◆ Kutipan Sumber:
'''

Profesionalitas, meningkatkan kemampuan dan moral penyelenggara
pemerintahan agar mampu memberi pelayanan yang mudah, cepat, tepat dengan biaya
yang terjangkau.
2.
Akuntabilitas, meningkatkan akuntabilitas para pengambil
keputusan dalam segala bidang yang menyangkut kepentingan masyarakat.
3.
Transparansi, menciptakan kepercayaan timbal balik antara
pemerintah dan masyarakat melalui penyediaan informasi dan menjamin kemudahan
di dalam memperoleh informasi yang akurat dan memadai.
4.
Pelayanan prima, penyelenggaraan pelayanan publik yang
mencakup prosedur yang baik, kejelasan tarif, kepastian waktu, kemudahan akses,
kelengkapan sarana dan prasarana serta pelayanan yang ramah dan disiplin.
5.
Demokrasi dan Partisipasi, mendorong setiap warga untuk
mempergunakan hak dalam menyampaikan pendapat dalam proses pengambilan keputusan,
yang menyangkut kepentingan masyarakat baik secara langsung maupun tidak
langsung
6.

'''

◆ Yang Harus Dilakukan:
Terjemahkan kalimat dari kutipan sumber ini ke dalam bahasa Inggris: "Akuntabilitas, meningkatkan akuntabilitas para pengambil keputusan dalam segala bidang yang menyangkut kepentingan masyarakat." Baris-baris data diambil dari sumber yang berbeda.

◆ Data:

'''

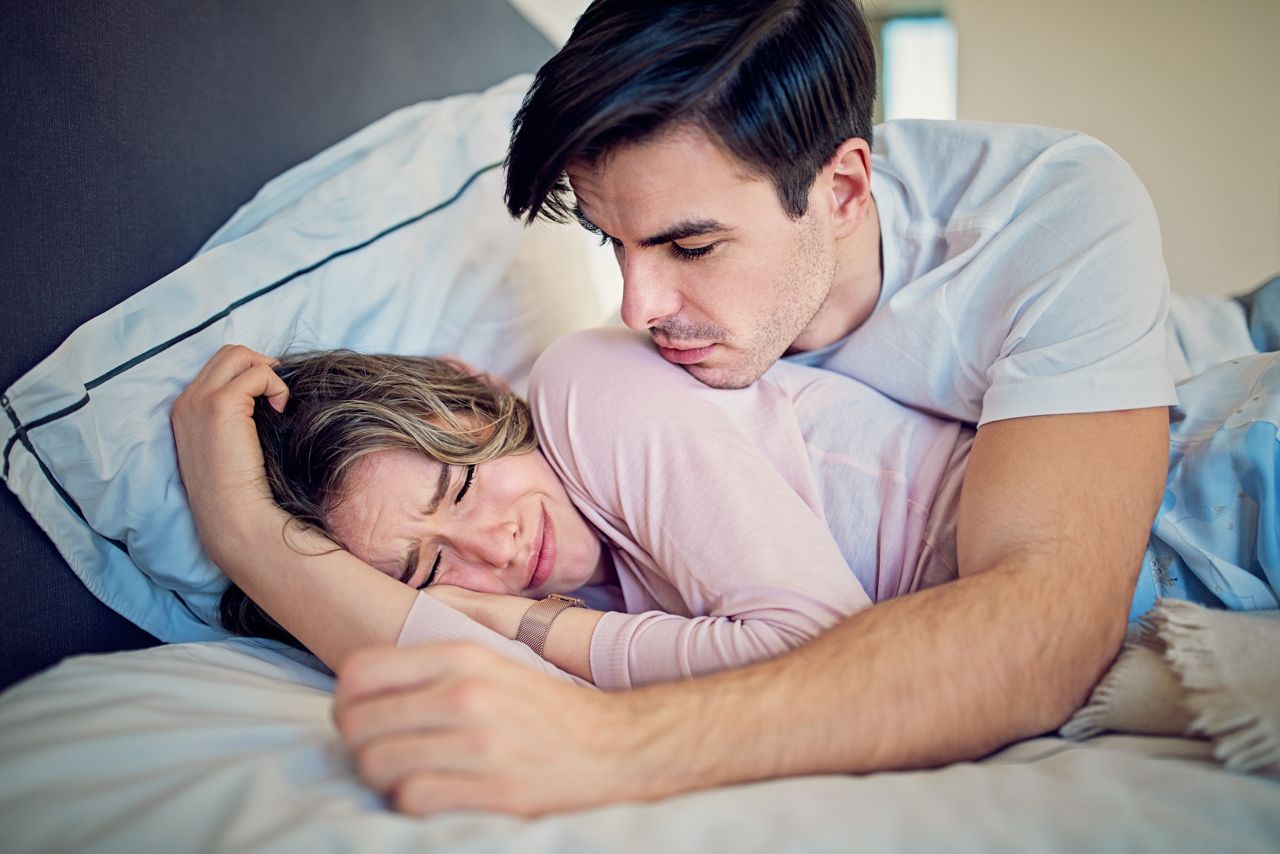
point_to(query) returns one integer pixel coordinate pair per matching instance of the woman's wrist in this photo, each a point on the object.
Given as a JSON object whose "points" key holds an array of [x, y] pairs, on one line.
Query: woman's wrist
{"points": [[496, 611]]}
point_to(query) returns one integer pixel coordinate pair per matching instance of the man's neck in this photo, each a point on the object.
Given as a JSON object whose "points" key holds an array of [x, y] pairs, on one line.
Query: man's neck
{"points": [[859, 275]]}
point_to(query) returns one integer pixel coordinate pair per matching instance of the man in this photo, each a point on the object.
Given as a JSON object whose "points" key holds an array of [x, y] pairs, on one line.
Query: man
{"points": [[1000, 275]]}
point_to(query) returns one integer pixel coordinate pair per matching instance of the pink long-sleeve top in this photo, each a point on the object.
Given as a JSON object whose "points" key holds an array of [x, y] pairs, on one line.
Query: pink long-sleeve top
{"points": [[740, 523]]}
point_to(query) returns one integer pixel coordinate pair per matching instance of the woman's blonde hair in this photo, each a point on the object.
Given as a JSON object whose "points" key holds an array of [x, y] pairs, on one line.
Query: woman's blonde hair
{"points": [[344, 406]]}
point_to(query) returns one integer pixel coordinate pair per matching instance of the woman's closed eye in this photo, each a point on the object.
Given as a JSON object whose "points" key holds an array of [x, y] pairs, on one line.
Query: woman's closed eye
{"points": [[466, 485]]}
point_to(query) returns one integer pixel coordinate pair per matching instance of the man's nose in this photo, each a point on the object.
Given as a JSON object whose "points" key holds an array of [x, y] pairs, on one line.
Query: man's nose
{"points": [[648, 296]]}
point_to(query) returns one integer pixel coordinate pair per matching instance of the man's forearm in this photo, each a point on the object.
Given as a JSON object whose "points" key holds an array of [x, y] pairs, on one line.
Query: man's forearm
{"points": [[947, 674]]}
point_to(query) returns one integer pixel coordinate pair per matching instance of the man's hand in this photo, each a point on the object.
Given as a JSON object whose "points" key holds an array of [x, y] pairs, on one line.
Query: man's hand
{"points": [[444, 726]]}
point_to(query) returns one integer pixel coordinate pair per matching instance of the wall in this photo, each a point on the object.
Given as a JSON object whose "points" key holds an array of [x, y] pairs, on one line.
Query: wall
{"points": [[1187, 91]]}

'''

◆ Jawaban Tugas:
Accountability, increasing the accountability of decision-makers in all areas concerning the interests of the community.